**Task statement**
Lay out every line of the material below as a Markdown table with two columns, Row and Line, numbering the rows in order and leaving out blank lines.

**Information given**
* begin *

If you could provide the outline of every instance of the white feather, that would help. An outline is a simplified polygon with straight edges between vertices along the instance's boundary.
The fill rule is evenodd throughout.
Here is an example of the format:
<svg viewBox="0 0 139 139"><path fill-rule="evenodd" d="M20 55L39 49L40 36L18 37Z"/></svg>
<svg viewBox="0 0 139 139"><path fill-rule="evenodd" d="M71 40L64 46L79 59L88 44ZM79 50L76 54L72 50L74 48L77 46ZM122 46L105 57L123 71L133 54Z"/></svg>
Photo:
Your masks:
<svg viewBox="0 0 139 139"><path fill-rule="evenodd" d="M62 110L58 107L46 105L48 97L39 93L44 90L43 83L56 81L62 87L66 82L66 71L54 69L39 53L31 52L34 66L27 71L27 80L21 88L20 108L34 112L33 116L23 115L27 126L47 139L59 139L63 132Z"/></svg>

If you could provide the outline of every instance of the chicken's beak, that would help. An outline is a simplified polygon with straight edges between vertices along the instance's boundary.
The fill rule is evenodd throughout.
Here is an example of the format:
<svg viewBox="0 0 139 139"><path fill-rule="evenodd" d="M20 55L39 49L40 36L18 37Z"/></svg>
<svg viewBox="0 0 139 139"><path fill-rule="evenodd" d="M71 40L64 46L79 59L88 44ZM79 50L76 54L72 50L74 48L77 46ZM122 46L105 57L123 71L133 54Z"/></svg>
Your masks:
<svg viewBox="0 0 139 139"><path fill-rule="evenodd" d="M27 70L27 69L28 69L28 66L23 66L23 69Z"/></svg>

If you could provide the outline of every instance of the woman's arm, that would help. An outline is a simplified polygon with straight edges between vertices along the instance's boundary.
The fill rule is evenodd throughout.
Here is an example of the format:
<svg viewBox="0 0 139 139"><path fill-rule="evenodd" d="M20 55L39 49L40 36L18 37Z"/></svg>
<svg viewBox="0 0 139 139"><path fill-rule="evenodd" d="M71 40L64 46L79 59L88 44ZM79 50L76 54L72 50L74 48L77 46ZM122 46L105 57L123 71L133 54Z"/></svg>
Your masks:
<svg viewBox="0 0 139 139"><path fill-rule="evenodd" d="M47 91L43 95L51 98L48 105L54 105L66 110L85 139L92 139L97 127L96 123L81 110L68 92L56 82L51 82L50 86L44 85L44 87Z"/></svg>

* end *

**Solution below**
| Row | Line |
|---|---|
| 1 | If you could provide the outline of every instance of the white feather, that would help. An outline is a simplified polygon with straight edges between vertices along the instance's boundary. |
| 2 | The fill rule is evenodd throughout. |
| 3 | Here is an example of the format: |
| 4 | <svg viewBox="0 0 139 139"><path fill-rule="evenodd" d="M20 55L39 49L40 36L18 37Z"/></svg> |
| 5 | <svg viewBox="0 0 139 139"><path fill-rule="evenodd" d="M71 40L64 46L79 59L88 44ZM79 50L76 54L72 50L74 48L77 46ZM122 46L105 57L123 71L133 54Z"/></svg> |
| 6 | Photo: |
| 7 | Your masks: |
| 8 | <svg viewBox="0 0 139 139"><path fill-rule="evenodd" d="M62 110L58 107L46 105L48 97L39 93L44 90L43 83L56 81L62 87L66 82L66 71L54 69L39 53L31 52L34 66L27 71L27 80L21 88L20 108L34 112L33 116L23 115L27 126L47 139L59 139L63 132Z"/></svg> |
| 9 | If you could provide the outline of every instance of the chicken's beak, that would help. An outline is a simplified polygon with straight edges between vertices along the instance's boundary. |
| 10 | The fill rule is evenodd throughout. |
| 11 | Here is an example of the format: |
| 12 | <svg viewBox="0 0 139 139"><path fill-rule="evenodd" d="M20 55L39 49L40 36L18 37Z"/></svg> |
| 13 | <svg viewBox="0 0 139 139"><path fill-rule="evenodd" d="M71 40L64 46L79 59L88 44ZM79 50L76 54L72 50L74 48L77 46ZM122 46L105 57L123 71L133 54Z"/></svg> |
| 14 | Your masks: |
| 15 | <svg viewBox="0 0 139 139"><path fill-rule="evenodd" d="M27 70L27 69L28 69L28 66L23 66L23 69Z"/></svg> |
| 16 | If you could provide the outline of every instance of the woman's arm, that would help. An outline is a simplified polygon with straight edges between vertices along the instance's boundary. |
| 17 | The fill rule is evenodd throughout. |
| 18 | Here is an example of the format: |
| 19 | <svg viewBox="0 0 139 139"><path fill-rule="evenodd" d="M20 55L39 49L40 36L18 37Z"/></svg> |
| 20 | <svg viewBox="0 0 139 139"><path fill-rule="evenodd" d="M71 40L64 46L79 59L88 44ZM79 50L76 54L72 50L74 48L77 46ZM122 46L105 57L123 71L133 54Z"/></svg> |
| 21 | Your masks: |
| 22 | <svg viewBox="0 0 139 139"><path fill-rule="evenodd" d="M47 91L43 95L51 98L48 105L54 105L66 110L85 139L92 139L97 127L96 123L81 110L68 92L56 82L51 82L50 86L44 85L44 87Z"/></svg> |